Little Compass RoseCaribbean Compass   May 2005
 


Would You Let a Pirate 
Pack Your Parachute?

by Brad Glidden
As it comes to that time of year when many yachts head offshore, it also comes to the time to think about your lifesaving gear, and the thought should be: We are dealing with lifesaving gear, why would we cut corners?

Your Correspondent was leafing through a cruising sailor's services directory the other day and came across an ad for a management company. Amongst the services they offered was something called "liferaft reconditioning". I used to work for a liferaft service facility that was United States Coast Guard/International Maritime Organization inspected and approved, and where personnel were trained and certified by 42 different liferaft factories - and I have no idea what "liferaft reconditioning" is. In the same publication there were a sailmaker and a marine supply store listed under liferaft servicing. Now maybe these guys serve as a drop-off point and pass the rafts on to a properly licensed repacking station. If they don't, I hope they at least offer life insurance, because, Skipper, you are going to need it. A liferaft repacked by someone who wasn't trained for it represents a clear and present danger to the user. That's you.
Let's look at how often a raft should be inspected, and then by whom.

Most liferaft makers nowadays recommend two to three years from manufacture to the initial service, than yearly after that. Two to three years for a canister-packed-deck-mounted-sitting-and-baking-in-the-tropical-sun raft is certainly a maximum. Yearly keeps your warranty in force. Yearly also helps lessen the sticker shock of an inspection done at longer intervals. Items in the survival pack need replacing on one-, two-, or three-year cycles, and when they all are due at once it's expensive. There are also certain tests done on a three- and five-year schedule. A raft that is five years overdue will need a significant percentage of the cost of a new raft spent to bring it up to date.
For a used raft, if there is any doubt as to when it was last serviced, it is due.
If there is any doubt as to the competence of the last service, it is due.

If you are going off to the Back Of Beyond and it may be years before you see another first-class service station, it is due.
Now, where should you take the raft? Here are some suggestions on what to look for in a reputable station.

Specialization
First of all, a place that packs liferafts packs liferafts - and that should be it. A station might be part of a larger business that sells inflatable boats, safety gear et alia, but the liferaft packing part should be dedicated to servicing rafts. No outboards disassembled and lying about. No table saws cutting wood. No puddles of bottom paint, motor oil or epoxy on the shop floor. No cute little shop cats curled up in a raft under inspection. Being multi-talented is laudable. But not in a liferaft station.

Station Certification
Second of all, paperwork. In the United States, a packing station is certified by the US Coast Guard. Slack is not in the Coast Guard's vocabulary. There are standards for the station and they are enforced. Flares are kept in a fireproof box. Tools are not scattered about the floor. Sharp tools are kept off the shop floor at all times when they aren't in someone's hand. Your raft depends on a precise amount of CO2 for inflation. That is determined by weight. There's a scale, with an inspector's seal on it. The condition of the CO2 bottle is determined by a hydrotest. A really first class operation has a hydrotest pressure vessel on the premises. All these requirements and many many more make up a volume of the United States Code. There should be a well-read copy of that around. All this will lead to a Coast Guard approval. Ask to see it.
A station operating outside of the US is subject to SOLAS/IMO rules. Once again there should be a facility inspection certificate, usually issued by a national authority (such as the British MCA) or a well recognized, reputable survey and insurance operation like Lloyds or DNV. Once again ask to see it. This inspection is a general approval for the facility.

#### [What you will do]
Render this sentence from the liferaft servicing article in Spanish: "Flares are kept in a fireproof box."

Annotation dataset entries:
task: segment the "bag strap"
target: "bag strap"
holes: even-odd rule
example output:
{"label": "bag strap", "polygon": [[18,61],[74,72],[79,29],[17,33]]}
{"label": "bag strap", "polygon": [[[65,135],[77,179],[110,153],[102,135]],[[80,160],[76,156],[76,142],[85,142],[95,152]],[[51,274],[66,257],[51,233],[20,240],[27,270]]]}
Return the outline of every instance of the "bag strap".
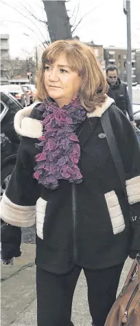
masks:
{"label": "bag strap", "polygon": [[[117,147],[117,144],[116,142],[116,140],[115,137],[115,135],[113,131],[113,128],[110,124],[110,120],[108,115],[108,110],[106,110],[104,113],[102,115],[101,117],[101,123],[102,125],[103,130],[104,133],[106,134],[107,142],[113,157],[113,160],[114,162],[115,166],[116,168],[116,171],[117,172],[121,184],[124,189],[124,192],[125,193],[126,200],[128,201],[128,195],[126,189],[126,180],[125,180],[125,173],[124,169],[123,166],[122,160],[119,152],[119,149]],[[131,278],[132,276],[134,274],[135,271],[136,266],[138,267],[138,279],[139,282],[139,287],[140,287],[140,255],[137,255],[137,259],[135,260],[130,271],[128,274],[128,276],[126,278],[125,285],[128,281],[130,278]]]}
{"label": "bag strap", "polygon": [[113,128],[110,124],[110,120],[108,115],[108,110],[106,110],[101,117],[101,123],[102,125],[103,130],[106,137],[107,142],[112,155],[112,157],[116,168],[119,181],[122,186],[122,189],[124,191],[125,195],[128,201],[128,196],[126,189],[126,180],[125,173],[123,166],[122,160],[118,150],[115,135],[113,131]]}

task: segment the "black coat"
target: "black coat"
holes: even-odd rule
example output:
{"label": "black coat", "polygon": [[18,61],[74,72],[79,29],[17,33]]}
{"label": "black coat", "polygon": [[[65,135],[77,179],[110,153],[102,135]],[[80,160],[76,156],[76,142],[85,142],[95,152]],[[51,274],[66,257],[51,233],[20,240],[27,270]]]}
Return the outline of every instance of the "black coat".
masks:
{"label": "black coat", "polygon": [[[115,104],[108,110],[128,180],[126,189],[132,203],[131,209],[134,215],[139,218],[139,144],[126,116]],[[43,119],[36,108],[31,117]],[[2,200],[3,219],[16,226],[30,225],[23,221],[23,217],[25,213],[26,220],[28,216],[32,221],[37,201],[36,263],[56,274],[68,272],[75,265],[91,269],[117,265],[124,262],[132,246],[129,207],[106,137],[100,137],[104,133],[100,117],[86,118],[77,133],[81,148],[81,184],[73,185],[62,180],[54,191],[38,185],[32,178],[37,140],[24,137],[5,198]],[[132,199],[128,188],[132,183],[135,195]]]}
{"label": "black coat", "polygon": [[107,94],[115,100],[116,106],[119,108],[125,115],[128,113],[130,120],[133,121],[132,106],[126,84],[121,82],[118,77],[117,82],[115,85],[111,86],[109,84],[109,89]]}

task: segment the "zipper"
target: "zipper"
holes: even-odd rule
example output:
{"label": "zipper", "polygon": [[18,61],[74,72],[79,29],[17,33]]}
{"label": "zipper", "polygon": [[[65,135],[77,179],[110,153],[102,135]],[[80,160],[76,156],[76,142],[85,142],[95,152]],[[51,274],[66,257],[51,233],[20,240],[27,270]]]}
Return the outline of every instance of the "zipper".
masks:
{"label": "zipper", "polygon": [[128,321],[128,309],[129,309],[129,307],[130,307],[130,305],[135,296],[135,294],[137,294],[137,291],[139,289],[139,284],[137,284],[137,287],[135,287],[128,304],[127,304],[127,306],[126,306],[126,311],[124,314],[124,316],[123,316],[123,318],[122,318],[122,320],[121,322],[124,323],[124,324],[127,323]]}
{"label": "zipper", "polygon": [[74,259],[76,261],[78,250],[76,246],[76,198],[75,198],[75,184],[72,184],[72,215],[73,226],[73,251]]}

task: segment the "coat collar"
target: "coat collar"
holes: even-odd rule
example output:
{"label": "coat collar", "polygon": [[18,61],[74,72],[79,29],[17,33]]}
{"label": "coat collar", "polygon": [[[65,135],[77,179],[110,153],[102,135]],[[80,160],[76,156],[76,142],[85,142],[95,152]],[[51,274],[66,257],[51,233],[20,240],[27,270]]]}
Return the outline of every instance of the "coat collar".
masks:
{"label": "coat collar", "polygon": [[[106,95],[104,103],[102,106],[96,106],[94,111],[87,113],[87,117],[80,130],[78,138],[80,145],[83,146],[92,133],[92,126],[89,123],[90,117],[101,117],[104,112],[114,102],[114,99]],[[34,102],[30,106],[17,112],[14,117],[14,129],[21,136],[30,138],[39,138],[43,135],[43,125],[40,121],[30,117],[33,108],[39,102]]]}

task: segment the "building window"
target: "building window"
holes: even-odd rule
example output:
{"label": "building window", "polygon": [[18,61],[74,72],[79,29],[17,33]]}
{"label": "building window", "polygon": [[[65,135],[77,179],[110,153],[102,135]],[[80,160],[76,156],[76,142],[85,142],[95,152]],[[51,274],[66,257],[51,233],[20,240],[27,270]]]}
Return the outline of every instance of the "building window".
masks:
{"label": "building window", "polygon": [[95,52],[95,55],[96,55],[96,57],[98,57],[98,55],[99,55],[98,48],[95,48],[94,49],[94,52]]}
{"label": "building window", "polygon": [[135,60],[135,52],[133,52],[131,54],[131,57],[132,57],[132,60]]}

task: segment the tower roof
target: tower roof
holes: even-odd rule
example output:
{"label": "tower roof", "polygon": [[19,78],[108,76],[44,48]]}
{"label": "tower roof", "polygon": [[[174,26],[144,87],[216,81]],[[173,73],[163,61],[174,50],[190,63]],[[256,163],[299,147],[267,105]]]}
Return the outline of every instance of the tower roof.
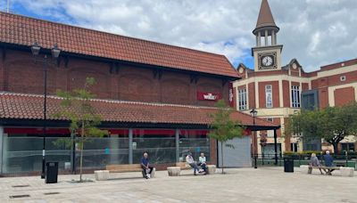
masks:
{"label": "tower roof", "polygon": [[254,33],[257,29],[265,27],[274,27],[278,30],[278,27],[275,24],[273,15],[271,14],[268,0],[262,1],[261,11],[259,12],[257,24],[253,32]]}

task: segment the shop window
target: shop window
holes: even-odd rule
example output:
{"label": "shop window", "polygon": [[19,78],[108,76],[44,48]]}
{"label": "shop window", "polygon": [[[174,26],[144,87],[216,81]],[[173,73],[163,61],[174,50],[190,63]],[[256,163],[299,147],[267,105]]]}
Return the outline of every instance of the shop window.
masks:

#### [Response below]
Las bengalas se guardan en una caja ignífuga.